TAREAS ESCRITAS:
(a) Indica si cada afirmación coincide con el hilo sobre el motor de 9 bornes y respalda cada respuesta con una cita textual. (i) DOSMETROS afirma que no se puede hacer un arranque estrella triángulo con un motor de 9 puntas. (ii) Según fuzzer0110, el motor de 9 bornes admite cualquier tipo de conexión de arranque. (iii) Quien escribe el primer mensaje ha trabajado con motores de 12 terminales.
(b) Prosigue el hilo sobre el motor de 9 bornes a partir del punto en que se detiene.

:: EXTRACTO DE ORIGEN

Incluso unos que tienen rotor y estator levemente cónicos , y usan rulemanes de rodillo mas un resorte axial , de manera que el motor sin alimentación tiene el eje desplazado accionando un freno mecánico ; al darles tensión , el eje se desplaza , se auto-desfrena y marcha. La ventaja es que no se les puede desactivar el freno. (creo que los malacates tienen ese mismísimo sistema)

He trabajado con los de 12 y hasta con algún motore de dos velocidades y dos tensiones , cómo 24 terminales  , pero de nueve nunca 

Saludos  !

P.D.: Bajate el SUMATRA 

http://blog.kowalczyk.info/software/sumatrapdf/free-pdf-reader-es.html


----------



## jamesoro (Ago 2, 2014)

Bueno y como se hace un estrella triangulo con un motor de 9 puntas


----------



## DOSMETROS (Ago 2, 2014)

No se puede , habría que usar un "Arranque suave" , bicho a triacs , especie de triple dimmer sincrónico , que le hace una rampa de voltaje de un o más segundos.

He visto en algún caso, un *añejo* arranque suave que incorporaba tres resistencias *de potencia* en serie con las fases y un contactor auxiliar con timer neumático que las cortocircuitaba 

Saludos !

.


----------



## fuzzer0110 (Ago 2, 2014)

Hola jamesoro, como habrás visto, el motor de 9 bornes tiene una conexión interna a la que no tenemos acceso.  Por eso, solo se pueden hacer las conexiones para arranque directo en alto voltaje o bajo voltaje, pero nada más.

Saludos!

PD. Saludos don 2M, parece que respondíamos a la vez.


----------



## fen2006 (Ago 2, 2014)

como notario publico... certifico lo que menciona 2M y fuzzer0110


----------



## jamesoro (Ago 3, 2014)

ok, tengo un amigo en armenia que "segun el" tiene un estrella triangulo con un motor de 9 puntas, y me mata la curiosida de saber como lo hicieron, ya dejare fotos para ver si es verdad
gracias por responder


----------



## fuzzer0110 (Ago 3, 2014)

::::
:: EXTRACTOS DE DATOS

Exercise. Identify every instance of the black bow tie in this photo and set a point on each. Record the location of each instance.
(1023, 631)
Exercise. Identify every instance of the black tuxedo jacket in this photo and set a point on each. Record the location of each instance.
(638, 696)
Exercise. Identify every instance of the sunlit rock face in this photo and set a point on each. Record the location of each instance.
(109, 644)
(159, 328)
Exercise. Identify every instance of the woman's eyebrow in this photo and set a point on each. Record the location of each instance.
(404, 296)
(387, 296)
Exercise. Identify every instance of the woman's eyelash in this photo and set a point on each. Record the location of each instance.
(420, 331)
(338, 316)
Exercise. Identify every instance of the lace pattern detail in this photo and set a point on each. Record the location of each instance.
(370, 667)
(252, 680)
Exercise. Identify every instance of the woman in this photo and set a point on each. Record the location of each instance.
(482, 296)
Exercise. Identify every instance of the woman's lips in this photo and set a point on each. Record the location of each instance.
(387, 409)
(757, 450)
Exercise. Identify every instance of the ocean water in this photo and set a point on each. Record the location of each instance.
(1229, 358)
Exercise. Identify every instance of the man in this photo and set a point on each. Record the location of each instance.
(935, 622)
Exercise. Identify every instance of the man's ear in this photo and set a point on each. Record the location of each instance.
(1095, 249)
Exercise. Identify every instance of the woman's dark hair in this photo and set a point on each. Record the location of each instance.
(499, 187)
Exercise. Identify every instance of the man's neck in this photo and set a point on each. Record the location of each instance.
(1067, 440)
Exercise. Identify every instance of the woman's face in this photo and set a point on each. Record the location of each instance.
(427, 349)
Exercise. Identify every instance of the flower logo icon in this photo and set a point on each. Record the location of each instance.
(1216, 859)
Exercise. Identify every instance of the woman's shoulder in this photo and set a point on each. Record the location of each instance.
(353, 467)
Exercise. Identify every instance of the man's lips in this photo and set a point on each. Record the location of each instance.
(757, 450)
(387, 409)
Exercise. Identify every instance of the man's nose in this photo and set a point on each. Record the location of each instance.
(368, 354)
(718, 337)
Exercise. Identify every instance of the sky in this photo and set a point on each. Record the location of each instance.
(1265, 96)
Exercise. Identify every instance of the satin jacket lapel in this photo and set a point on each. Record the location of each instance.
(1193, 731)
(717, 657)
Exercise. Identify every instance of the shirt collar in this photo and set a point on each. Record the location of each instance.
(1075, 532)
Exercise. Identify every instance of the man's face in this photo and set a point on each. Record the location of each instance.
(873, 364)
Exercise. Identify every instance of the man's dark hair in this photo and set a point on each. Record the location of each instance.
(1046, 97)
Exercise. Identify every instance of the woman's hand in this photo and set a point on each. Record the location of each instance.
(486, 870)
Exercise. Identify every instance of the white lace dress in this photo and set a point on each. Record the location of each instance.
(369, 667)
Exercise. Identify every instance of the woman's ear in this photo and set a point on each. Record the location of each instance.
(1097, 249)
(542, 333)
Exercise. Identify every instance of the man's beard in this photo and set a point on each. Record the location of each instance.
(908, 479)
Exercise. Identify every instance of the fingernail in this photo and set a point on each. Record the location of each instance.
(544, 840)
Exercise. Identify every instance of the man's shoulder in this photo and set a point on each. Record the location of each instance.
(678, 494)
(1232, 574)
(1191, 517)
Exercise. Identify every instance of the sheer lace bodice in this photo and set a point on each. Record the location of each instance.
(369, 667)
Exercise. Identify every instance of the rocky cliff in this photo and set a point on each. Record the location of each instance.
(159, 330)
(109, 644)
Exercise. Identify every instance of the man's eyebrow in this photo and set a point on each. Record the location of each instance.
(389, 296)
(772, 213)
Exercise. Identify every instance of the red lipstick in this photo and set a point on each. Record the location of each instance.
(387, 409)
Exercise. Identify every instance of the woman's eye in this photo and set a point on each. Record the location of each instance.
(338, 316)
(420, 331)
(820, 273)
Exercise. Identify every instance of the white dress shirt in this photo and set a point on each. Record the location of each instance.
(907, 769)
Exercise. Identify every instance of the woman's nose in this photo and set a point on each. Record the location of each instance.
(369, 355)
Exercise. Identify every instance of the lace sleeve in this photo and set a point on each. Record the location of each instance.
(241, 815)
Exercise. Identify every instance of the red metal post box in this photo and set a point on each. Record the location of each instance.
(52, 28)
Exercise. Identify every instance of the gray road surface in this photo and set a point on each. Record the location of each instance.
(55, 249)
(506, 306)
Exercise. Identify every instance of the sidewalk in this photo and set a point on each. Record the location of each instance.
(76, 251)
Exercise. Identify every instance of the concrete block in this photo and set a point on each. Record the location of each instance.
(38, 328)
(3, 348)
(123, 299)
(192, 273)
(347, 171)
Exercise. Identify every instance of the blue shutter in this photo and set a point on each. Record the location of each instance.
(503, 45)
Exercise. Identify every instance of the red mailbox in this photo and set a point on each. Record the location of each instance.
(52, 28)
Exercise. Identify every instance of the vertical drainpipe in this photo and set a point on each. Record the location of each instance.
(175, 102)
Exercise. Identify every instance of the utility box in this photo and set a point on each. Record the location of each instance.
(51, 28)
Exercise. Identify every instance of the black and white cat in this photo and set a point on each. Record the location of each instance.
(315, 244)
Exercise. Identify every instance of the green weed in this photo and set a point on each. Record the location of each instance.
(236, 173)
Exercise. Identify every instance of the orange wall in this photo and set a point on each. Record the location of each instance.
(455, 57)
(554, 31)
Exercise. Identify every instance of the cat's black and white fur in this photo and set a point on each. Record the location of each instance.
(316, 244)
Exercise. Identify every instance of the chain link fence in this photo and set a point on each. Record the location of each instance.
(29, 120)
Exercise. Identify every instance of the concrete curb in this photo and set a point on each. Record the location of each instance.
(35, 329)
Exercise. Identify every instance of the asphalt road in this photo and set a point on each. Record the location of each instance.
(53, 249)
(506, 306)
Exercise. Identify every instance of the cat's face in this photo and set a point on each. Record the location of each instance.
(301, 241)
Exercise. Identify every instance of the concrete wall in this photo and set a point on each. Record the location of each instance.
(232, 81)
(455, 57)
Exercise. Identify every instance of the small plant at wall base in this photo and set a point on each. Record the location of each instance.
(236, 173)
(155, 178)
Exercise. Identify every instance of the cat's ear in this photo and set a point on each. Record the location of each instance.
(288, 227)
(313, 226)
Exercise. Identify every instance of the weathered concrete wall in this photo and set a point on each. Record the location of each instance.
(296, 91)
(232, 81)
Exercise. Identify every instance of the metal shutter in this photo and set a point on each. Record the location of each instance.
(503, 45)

::::

RESULTADOS POR TAREA:
(a)
(i) Sí: «No se puede , habría que usar un "Arranque suave"».
(ii) No: «solo se pueden hacer las conexiones para arranque directo en alto voltaje o bajo voltaje, pero nada más».
(iii) Sí: «He trabajado con los de 12».

(b)
Como podrás ver en el dibujo, no es posible hacer una conexión en delta (triángulo) debido a la conexión interna existente en estrella fija de tres de sus bobinas, de modo que tal vez, no sea más que una forma de decir de tu amigo que tiene un arranque en dos etapas, lo cual si es posible.

Como te decía, si es posible arrancar un motor de estos en dos etapas, pero no tiene mucho sentido, ya que no son diseñados para esto.

Esta forma de arranque sería por ejemplo, para en caso nuestro en Colombia 240V, iniciarlo en estrella serie y luego de impulsado, pasarlo a estrella paralelo.  Esta forma de arranque requiere de al menos 4 contactores, lo que hace preferible arrancarlo como dice don 2M, con un arrancador suave, o con un variador.

Saludos!


----------



## DOSMETROS (Ago 3, 2014)

Pero eso sería válido solo para trifásica de 110 V, se lo arrancaría en 3 x 220 V y luego se lo pasaría a 3 x 110 V

Saludos !


----------



## fuzzer0110 (Ago 3, 2014)

En Colombia manejamos dos voltajes básicos en la industria: 440V y 240V.  De modo que un motor de 9 bornes aquí en Colombia vendría para esos voltajes según la conexión. Lo que decía de arrancarlo en dos etapas para una red de 240V sería:

- Arranque 'suave' con conexión en *Estrella Serie* (que sería la de alto voltaje)
- Esperar unos segundos de impulso con un temporizador...
- Pasar la conexión a *Estrella Paralelo* (que sería para trabajo final en ~ 240V)

Eso sería básicamente lo mismo que arrancar un motor en *Estrella - Delta*, pero con las complicaciones que conlleva.

Saludos!


----------



## capitanp (Ago 3, 2014)

Como especifique mas arriba un motor de 9 bornes es un motor con dos velocidades que mantiene el torque asi que cualquier circuito *estrella-delta* seria meramente un invento sin utilidad


----------



## fuzzer0110 (Ago 3, 2014)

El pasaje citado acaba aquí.